_Source extract_:
-- Start --
John Bancroft’s 7 Year Transportation to Van Diemen’s Land





The 'Neptune' ship




Here is a story which just goes to show how punishment has changed since the mid-19th century. It concerns a John Bancroft from Ovenden near Halifax in Yorkshire, who appeared in court at the York Assizes on 18th October 1845 charged with the theft of a lock and  key from one person and two handkerchiefs from another and was sentenced in court to seven years   transportation !

No further details were given about the offences, or about the defendant’s previous record of convictions, but even by standards at the time this must have seemed an unusually harsh sentence when compared with sentences given out the same day to people who were also guilty of various thefts and were given short prison sentences.

John Bancroft was born and brought up in the area known as Ovenden, the son of Thomas and Jane Bancroft and the 1841 census shows the family of Thomas and Jane living at Park Lane with their six children, John being 14 years old at the time. His father is listed as a Surveyor [shown as ‘Surveyor of roads’ on the later census]. Oddly none of the children as shown as working, which must have been an omission by the census enumerator.
-- End --
_Written instruction A_:
Answer these questions from the account of John Bancroft's sentence, one answer per line, each marked like its question:
(i) At which court did John Bancroft appear?
(ii) What was he charged with taking from the second person?
(iii) What occupation does the 1841 census list for his father?
_Written instruction B_: Rewrite everything in the entries from the line containing "the cheetah nose" down to the last line of the entries, replacing "cheetah nose" with "cheetah muzzle" and leaving all else unchanged.
The entries that follow have no connection to the text above them.

_Items_:
-- Start --
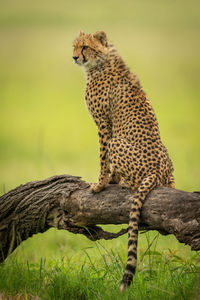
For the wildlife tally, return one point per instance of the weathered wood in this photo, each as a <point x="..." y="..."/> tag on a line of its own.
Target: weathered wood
<point x="65" y="202"/>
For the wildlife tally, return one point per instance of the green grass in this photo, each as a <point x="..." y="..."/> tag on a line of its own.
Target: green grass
<point x="160" y="275"/>
<point x="45" y="129"/>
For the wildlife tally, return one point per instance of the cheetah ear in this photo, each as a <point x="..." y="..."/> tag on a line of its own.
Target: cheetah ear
<point x="101" y="36"/>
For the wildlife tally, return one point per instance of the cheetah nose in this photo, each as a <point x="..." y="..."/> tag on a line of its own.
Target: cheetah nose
<point x="75" y="57"/>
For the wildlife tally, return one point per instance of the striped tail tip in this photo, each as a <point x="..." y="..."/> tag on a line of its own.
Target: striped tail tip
-- End --
_Finished answer A_:
(i) The York Assizes
(ii) Two handkerchiefs
(iii) Surveyor

_Finished answer B_:
For the wildlife tally, return one point per instance of the cheetah muzzle in this photo, each as a <point x="..." y="..."/> tag on a line of its own.
Target: cheetah muzzle
<point x="75" y="57"/>
For the wildlife tally, return one point per instance of the striped tail tip in this photo, each as a <point x="..." y="..."/> tag on a line of its own.
Target: striped tail tip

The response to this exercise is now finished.